◆ TASK ITEM
Copy the material below exactly, but only from the line with "Tag every instance of the yellow" onward, the final line included.

◆ DATA FOR THIS TASK

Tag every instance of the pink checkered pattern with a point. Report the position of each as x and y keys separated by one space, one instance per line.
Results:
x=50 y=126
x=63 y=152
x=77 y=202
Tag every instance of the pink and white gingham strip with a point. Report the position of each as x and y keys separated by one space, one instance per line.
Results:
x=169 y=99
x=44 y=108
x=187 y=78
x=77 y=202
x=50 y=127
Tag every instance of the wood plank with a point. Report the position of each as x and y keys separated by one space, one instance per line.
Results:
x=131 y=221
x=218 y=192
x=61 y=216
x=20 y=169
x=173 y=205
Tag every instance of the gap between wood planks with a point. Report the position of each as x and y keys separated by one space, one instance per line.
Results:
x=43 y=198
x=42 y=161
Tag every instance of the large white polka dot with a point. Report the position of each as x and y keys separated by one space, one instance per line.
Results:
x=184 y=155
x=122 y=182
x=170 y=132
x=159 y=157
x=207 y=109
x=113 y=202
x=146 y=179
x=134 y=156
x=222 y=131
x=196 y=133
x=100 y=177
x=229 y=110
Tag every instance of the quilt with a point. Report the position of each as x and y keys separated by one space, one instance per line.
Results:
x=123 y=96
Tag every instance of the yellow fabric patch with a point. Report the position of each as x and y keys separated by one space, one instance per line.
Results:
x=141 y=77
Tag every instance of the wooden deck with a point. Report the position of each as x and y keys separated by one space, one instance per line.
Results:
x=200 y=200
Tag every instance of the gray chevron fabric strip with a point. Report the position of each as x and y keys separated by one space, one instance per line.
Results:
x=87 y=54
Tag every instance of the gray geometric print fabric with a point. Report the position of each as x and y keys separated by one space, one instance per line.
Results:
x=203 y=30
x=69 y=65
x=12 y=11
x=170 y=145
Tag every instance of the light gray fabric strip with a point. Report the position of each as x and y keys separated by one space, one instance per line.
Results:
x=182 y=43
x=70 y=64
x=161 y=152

◆ RESPONSE AREA
Tag every instance of the yellow fabric patch with a point. Report the position of each as x and y keys separated by one space, one instance per line.
Results:
x=141 y=77
Tag every instance of the wooden deck with a point. Report the position of each as x and y keys separated by one space, one instance per line.
Results:
x=200 y=200
Tag every instance of the gray chevron fabric strip with a point. Report the position of each as x and y keys separated by one space, one instance per line.
Results:
x=87 y=54
Tag every instance of the gray geometric print fabric with a point. Report the position of each as x and y keys separated by one space, one instance per line.
Results:
x=203 y=30
x=69 y=65
x=12 y=11
x=170 y=145
Tag every instance of the light gray fabric strip with a point. Report the position of each as x and y keys separated by one space, one instance per line.
Results:
x=182 y=43
x=70 y=64
x=161 y=152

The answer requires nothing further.